▶ _DATASET EXTRACT_:
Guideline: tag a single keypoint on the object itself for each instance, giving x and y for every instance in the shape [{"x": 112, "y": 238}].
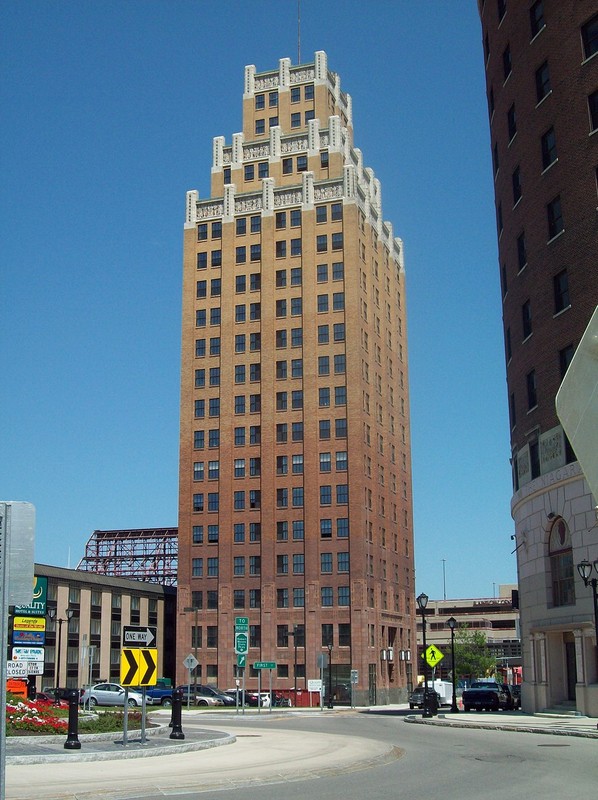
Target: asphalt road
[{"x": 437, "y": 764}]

--

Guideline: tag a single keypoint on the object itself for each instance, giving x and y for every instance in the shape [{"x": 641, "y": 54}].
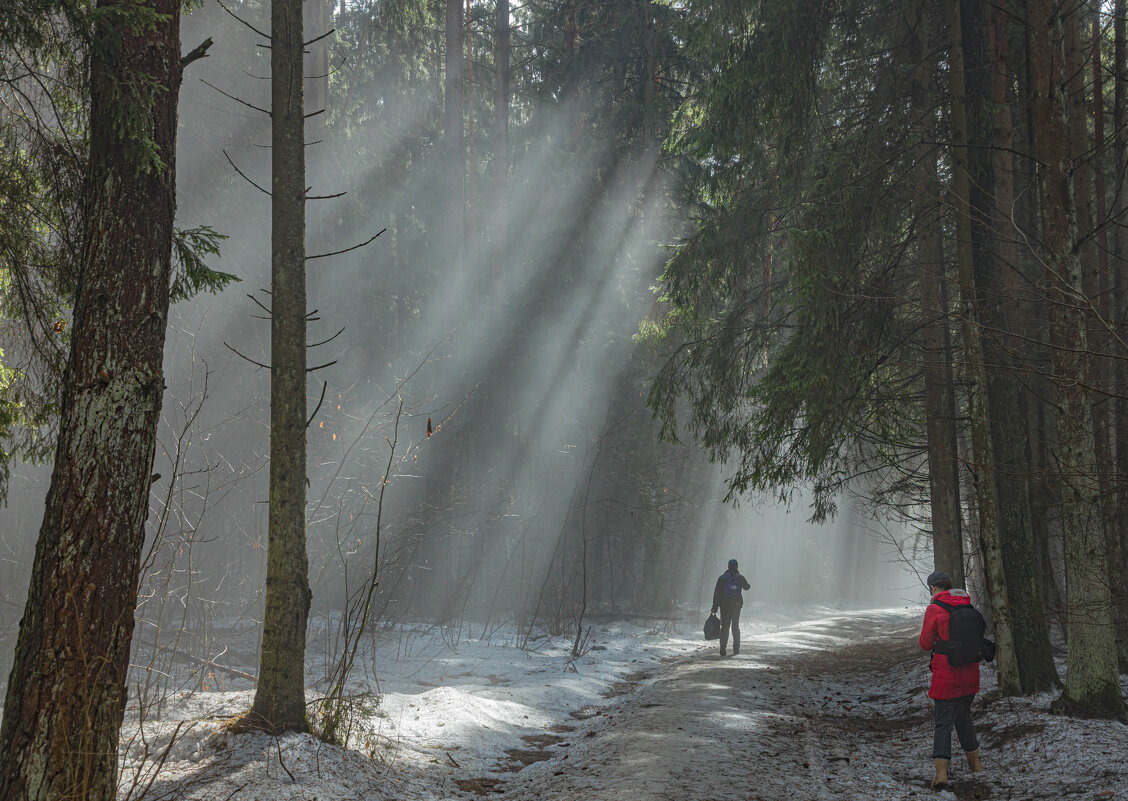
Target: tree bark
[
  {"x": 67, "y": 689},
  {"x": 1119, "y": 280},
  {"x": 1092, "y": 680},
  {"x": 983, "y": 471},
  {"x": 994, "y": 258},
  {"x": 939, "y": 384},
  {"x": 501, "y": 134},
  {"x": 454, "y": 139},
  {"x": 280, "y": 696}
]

▶ _EXERCISE DETAILS_:
Check every line of the data above for the string "object", and copy those that have it.

▶ _WRITTEN REPLY_:
Guideline: tag a single keypoint on the object itself for each instance, giving x and y for every instance in the shape [{"x": 112, "y": 238}].
Guideline: tag a single keypoint on the object itself for each instance, giving x and y for every instance in the shape [{"x": 641, "y": 54}].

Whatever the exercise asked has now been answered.